## What to do
Every line of the listing that holds the word "green" should be returned.
[Opening The data section]
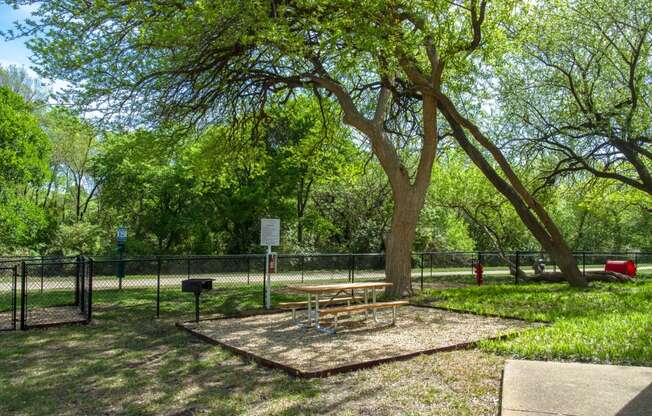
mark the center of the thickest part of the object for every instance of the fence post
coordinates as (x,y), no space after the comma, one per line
(479,262)
(158,286)
(90,289)
(82,284)
(264,281)
(421,272)
(23,295)
(42,273)
(14,299)
(77,282)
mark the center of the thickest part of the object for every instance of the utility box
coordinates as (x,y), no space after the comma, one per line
(196,285)
(627,267)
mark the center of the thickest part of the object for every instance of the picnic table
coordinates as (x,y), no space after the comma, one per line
(320,297)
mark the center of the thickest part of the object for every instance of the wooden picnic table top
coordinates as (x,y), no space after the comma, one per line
(338,287)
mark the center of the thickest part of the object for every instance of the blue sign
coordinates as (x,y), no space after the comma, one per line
(122,234)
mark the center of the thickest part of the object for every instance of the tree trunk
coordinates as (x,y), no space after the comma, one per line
(398,243)
(544,230)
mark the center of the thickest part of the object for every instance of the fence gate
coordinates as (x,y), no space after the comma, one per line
(55,292)
(8,297)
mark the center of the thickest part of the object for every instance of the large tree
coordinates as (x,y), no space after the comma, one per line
(580,88)
(390,65)
(24,152)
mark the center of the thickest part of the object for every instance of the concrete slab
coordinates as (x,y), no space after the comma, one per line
(573,389)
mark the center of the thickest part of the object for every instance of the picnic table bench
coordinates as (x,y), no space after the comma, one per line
(333,293)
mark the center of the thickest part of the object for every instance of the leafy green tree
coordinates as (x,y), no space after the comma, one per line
(74,143)
(579,88)
(24,152)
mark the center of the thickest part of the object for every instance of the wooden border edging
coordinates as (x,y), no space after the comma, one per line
(295,372)
(487,315)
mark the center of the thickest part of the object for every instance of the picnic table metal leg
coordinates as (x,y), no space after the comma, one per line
(366,302)
(309,310)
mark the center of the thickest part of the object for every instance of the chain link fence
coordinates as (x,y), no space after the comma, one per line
(47,291)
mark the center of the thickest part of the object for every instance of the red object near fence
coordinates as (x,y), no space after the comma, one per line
(627,267)
(478,273)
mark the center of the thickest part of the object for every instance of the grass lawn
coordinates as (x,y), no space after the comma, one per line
(607,323)
(128,363)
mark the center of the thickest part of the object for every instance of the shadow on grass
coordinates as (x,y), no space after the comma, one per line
(116,367)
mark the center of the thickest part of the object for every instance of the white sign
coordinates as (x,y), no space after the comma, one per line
(122,234)
(270,232)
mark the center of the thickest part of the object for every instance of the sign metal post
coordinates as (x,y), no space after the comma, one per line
(121,238)
(270,231)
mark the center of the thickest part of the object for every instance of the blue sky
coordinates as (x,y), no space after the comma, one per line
(14,52)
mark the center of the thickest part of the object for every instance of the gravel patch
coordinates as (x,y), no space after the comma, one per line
(276,338)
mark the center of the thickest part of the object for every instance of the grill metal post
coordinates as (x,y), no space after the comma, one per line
(23,295)
(42,273)
(197,307)
(421,272)
(90,290)
(14,300)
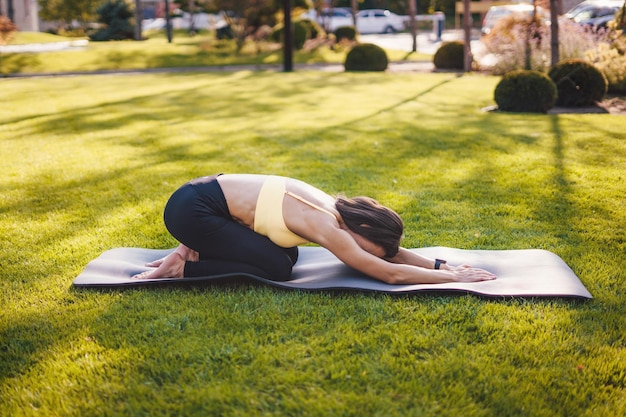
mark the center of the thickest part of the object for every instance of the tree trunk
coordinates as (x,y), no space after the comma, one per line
(467,28)
(412,23)
(554,32)
(138,19)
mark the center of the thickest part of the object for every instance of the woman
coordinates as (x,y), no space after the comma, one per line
(253,223)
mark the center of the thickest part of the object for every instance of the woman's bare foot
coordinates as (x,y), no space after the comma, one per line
(172,266)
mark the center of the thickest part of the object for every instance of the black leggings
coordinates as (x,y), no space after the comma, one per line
(197,216)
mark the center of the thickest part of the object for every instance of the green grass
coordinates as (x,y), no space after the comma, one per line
(88,163)
(155,52)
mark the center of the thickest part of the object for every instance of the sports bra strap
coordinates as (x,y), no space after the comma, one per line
(310,204)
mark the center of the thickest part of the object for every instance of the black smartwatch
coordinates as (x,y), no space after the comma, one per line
(439,262)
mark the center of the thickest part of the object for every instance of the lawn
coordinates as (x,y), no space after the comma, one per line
(89,161)
(201,50)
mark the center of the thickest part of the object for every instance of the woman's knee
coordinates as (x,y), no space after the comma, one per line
(279,268)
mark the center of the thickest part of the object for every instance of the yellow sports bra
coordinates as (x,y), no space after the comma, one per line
(268,217)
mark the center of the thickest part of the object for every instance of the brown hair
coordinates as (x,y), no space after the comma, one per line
(375,222)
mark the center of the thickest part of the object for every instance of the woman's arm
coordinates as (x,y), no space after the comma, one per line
(408,257)
(416,269)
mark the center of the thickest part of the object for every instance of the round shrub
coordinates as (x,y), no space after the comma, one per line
(366,57)
(578,83)
(345,32)
(450,55)
(525,91)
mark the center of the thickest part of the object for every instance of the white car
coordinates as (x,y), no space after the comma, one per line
(379,21)
(367,21)
(590,12)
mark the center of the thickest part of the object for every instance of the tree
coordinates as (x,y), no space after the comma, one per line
(116,15)
(554,32)
(66,12)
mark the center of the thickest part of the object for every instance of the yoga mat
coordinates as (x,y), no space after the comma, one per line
(521,273)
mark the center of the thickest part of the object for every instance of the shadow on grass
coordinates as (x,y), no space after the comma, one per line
(359,154)
(15,63)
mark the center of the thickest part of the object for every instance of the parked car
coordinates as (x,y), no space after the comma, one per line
(495,13)
(379,21)
(333,18)
(367,21)
(594,12)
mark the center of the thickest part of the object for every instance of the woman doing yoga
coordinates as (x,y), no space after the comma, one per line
(244,223)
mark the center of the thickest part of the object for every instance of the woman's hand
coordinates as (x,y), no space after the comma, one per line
(466,273)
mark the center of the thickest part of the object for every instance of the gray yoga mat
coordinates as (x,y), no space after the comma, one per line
(521,273)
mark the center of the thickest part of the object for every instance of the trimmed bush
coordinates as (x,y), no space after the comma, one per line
(449,55)
(7,30)
(345,32)
(366,57)
(525,91)
(578,83)
(612,63)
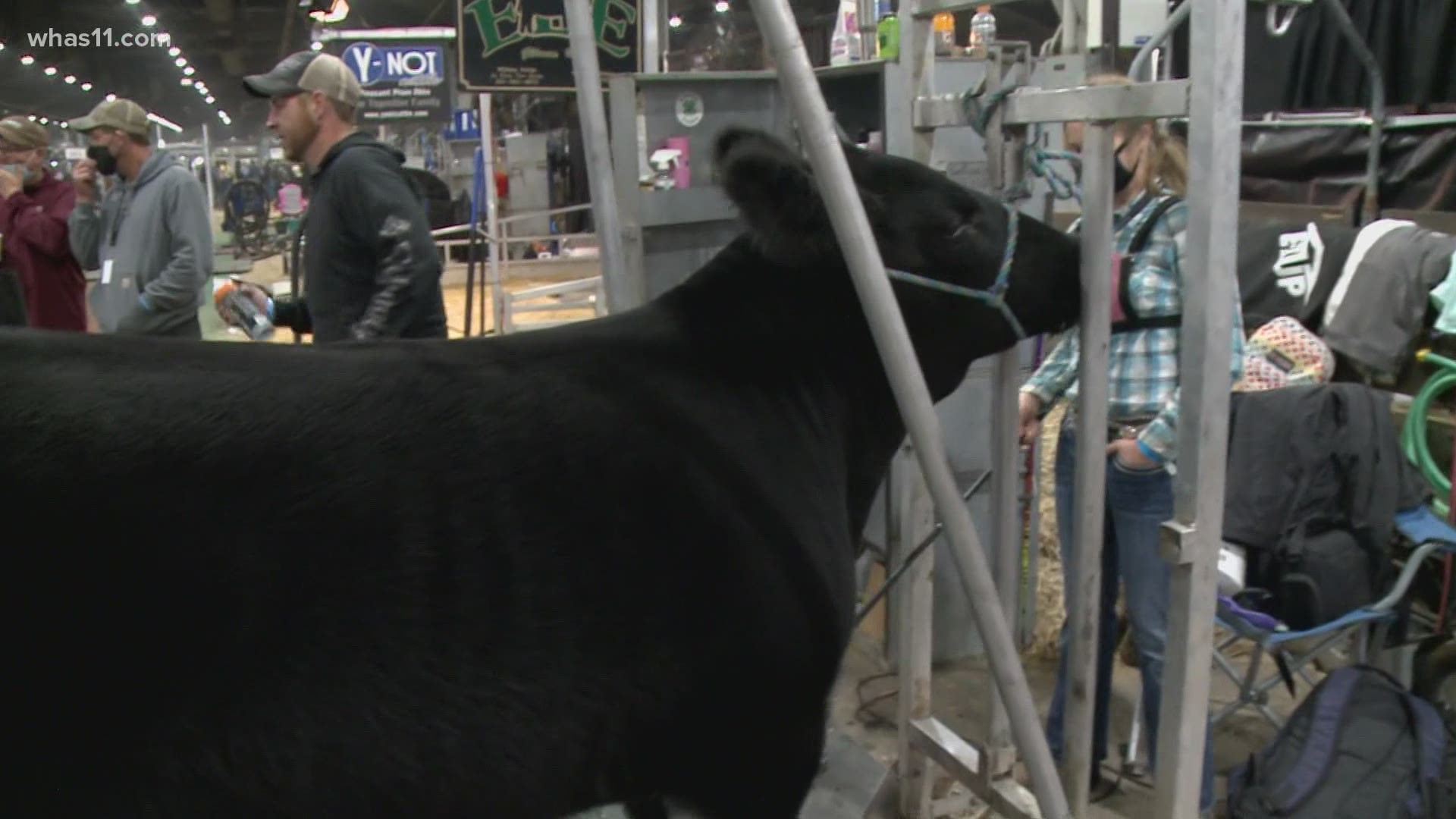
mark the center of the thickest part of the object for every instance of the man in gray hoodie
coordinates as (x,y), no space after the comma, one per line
(152,237)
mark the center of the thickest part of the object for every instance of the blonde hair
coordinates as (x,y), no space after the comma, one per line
(1166,152)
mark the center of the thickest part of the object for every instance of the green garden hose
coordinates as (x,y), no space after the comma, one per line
(1413,435)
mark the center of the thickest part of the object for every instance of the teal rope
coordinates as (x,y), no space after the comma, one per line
(1037,161)
(993,297)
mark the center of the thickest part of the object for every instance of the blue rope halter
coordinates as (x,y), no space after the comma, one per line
(993,297)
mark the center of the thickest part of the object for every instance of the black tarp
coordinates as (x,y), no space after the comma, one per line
(1312,67)
(1327,165)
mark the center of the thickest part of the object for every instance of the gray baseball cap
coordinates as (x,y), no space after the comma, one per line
(121,114)
(308,71)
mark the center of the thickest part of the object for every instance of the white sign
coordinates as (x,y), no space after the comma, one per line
(689,108)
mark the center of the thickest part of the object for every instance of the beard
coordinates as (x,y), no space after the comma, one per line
(294,146)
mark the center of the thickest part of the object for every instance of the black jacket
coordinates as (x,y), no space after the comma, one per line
(370,265)
(1302,452)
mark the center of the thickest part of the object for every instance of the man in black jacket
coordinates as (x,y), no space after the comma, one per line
(370,265)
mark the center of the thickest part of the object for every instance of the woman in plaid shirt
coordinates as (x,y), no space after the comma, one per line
(1150,174)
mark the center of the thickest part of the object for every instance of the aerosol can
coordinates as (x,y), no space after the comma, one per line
(234,302)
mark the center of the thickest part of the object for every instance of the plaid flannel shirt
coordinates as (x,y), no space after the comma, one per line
(1144,363)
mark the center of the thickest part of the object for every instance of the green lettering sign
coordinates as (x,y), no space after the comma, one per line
(549,25)
(603,20)
(490,20)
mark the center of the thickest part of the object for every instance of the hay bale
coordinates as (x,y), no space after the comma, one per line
(1050,610)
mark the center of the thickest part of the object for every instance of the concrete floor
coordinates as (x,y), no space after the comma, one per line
(962,703)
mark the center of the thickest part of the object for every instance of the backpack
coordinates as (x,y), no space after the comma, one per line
(1359,746)
(1320,570)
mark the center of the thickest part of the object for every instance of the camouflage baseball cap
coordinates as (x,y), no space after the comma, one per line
(121,114)
(308,71)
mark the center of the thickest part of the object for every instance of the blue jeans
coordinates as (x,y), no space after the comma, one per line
[Closing The data section]
## Exercise result
mark the center of the thickest part of the object for every instance of the leafy green tree
mark the center of the thickest part of the object for every instance of the green grass
mark the center of the thickest part of the object for every instance of the green garden hose
mark the center of the thickest part of the object for every instance of the green lettering sign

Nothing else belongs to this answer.